Project Assignment: TED Talk Proposal Outline (Group): the topic is to tip or not to tip

For this outline, your group will discuss and develop a final proposal outline for your TED Talk. This assignment should not be a list of every member’s outline, it should be a coherent, single outline. Please use the outline criteria below:

Outline

Introduction

Please justify the importance and/or bigger picture of your topic. Build on the popular source from the previous assignment to demonstrate the significance of your topic. You must include at least 1 idea per group member and at least 1 popular source. Popular sources are written by and intended for a general audience such as magazine articles, websites, and blog Please include the link or access to the popular source (current and/or mainstream source).

 

Remember the following points as you develop your talk:

  • Introduce your topic in an engaging way to draw the audience in
  • Provide a compelling story that illustrates the importance of your topic
  • Integrate sound research; you should certainly infuse your own opinions, but you must also base your talk on sound findings

 

Hospitality Work Context

Focus on how your topic and the unique nature of the hospitality industry presents a challenge, opportunity, or advantage over other industries like manufacturing, transportation, retail, banking, or agriculture. Using readings, online sources, and your own creativity, describe why your topic is important and different for the hospitality industry. Take into consideration the role of managers, employee priorities, practical application, and feasibility. Be creative and innovative, look for unique situational and circumstantial reasons for why your topic is interesting and important to our industry.

Build a case for why your topic is important and/or interesting to the hospitality and service industry. Why is your topic a challenge for the hospitality industry? Think about the unique circumstances employees and managers have to take into consideration in regard to your topic. These include, but are not limited to:

  • primary employee demographic in terms of age, gender, ethnicity (i.e., female front desk agents, male chefs and predominately male kitchen staff);
  • hours of operation (24 hours a day, 7 days a week, 365 days a year; holidays, weekends, nights);
  • peak busy seasons (convention vs. tourist season, Friday/Saturday, dinner rush, Sunday brunch rush);
  • wages and salaries (low hourly wages, high dependency on tipping, commission-based salaries);
  • highly customer-focused business models;
  • alcohol (intoxicated customers and guests);
  • sexual harassment (from customers and coworkers).

 

Remember the following points as you develop your talk:

  • Why your topic is important and/or interesting to the hospitality and service industry
  • Why is your topic a challenge for leaders in the hospitality industry
  • Integrate sound research; you should certainly infuse your own opinions, but you must also base your talk on sound findings

 

You must include at least 1 challenge or unique factor to support your context-specific details about the hospitality industry (i.e., hours of operations; seasonality; wages and salaries) that describe and highlight the characteristics of the hospitality industry as well as how and why the hospitality industry differs from other industries. You must use at least 1 scholarly source – examples of scholarly sources include books and academic journals written by scholars and experts. On the other hand, popular sources are written by and intended for a general audience such as magazine articles, websites, and blogs.
▬▬▬
WHAT THE TASK ASKS — Please continue the TED Talk outline assignment on tipping, starting right after its final sentence.

RECORDS —
▬▬▬
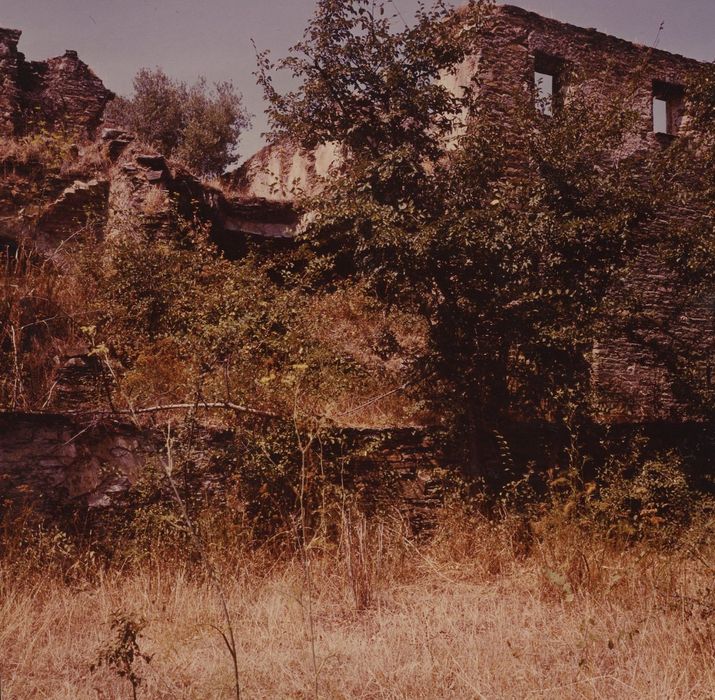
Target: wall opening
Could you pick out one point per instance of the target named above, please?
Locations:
▬▬▬
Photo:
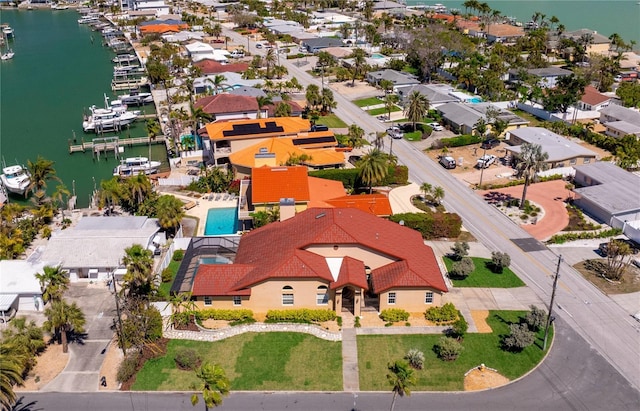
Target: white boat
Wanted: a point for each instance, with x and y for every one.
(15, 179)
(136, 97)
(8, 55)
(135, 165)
▬▬▬
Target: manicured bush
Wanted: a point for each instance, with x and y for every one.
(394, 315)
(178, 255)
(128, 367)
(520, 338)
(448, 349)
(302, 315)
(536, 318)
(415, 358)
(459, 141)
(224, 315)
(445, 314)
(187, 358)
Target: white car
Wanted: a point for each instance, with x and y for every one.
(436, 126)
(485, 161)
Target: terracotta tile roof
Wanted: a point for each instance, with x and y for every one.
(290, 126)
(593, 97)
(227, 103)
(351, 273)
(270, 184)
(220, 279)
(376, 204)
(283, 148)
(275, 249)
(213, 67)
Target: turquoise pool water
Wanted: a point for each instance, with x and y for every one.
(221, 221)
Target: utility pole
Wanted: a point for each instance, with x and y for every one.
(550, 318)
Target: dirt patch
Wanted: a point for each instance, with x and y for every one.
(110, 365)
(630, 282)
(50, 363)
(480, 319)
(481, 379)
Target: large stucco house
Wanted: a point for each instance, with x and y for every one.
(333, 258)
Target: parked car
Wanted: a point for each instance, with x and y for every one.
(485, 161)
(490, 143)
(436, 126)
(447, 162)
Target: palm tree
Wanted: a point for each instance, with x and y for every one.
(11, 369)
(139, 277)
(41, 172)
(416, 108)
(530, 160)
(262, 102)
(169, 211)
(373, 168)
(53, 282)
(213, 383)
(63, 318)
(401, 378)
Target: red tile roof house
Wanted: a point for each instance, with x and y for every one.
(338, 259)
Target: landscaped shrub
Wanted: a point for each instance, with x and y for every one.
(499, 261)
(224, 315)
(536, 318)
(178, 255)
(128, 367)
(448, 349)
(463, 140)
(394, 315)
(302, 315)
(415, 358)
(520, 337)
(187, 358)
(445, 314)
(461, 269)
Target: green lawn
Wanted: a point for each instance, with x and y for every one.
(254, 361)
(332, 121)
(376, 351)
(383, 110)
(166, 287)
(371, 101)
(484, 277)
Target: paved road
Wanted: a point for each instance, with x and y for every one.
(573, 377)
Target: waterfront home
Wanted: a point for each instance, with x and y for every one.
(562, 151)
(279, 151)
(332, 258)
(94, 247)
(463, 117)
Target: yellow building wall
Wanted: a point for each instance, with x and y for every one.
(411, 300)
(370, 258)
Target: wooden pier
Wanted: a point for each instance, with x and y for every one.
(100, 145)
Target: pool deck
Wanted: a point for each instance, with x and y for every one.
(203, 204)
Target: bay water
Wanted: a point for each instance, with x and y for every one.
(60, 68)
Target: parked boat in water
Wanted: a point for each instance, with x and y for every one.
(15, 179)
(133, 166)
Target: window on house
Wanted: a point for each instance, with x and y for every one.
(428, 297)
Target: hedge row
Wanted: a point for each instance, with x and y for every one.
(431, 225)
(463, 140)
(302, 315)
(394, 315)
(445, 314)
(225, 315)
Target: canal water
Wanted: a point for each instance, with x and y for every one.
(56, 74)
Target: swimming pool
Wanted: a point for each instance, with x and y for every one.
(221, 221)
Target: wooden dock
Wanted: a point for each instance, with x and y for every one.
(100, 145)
▬▬▬
RESULT FOR THIS EXERCISE —
Leadership Application

The project should identify and integrate relevant leadership constructs (e.g., transformational, servant, leader-member exchange, emotional intelligence, etc.) to support your topic. Identify, analyze, and describe why your topic is important or significant to leadership within hospitality. Weave appropriate leadership theories and constructs that are tied to your topic. Students should display exemplary critical thinking, mature ability to incorporate leadership theories, connect themes and constructs across course chapters and the industry. As a reminder, please support your claims and ideas with relevant and convincing supporting research from the annotated bibliographies and sources to support ideas, claims, and opinions on your group’s topic.

 

Remember the following points as you develop your talk:

  • Identify leadership constructs that addresses how the construct can be (or can it even be?) cultivated.
  • Impact of your topic on the individual outcomes, mechanisms, and character, as well as group and organizational mechanisms
  • Integrate sound research; you should certainly infuse your own opinions, but you must also base your talk on sound findings

 

You must include at least 1 leadership construct or application and at least 1 scholarly source – examples of scholarly sources include books and academic journals written by scholars and experts. On the other hand, popular sources are written by and intended for a general audience such as magazine articles, websites, and blogs.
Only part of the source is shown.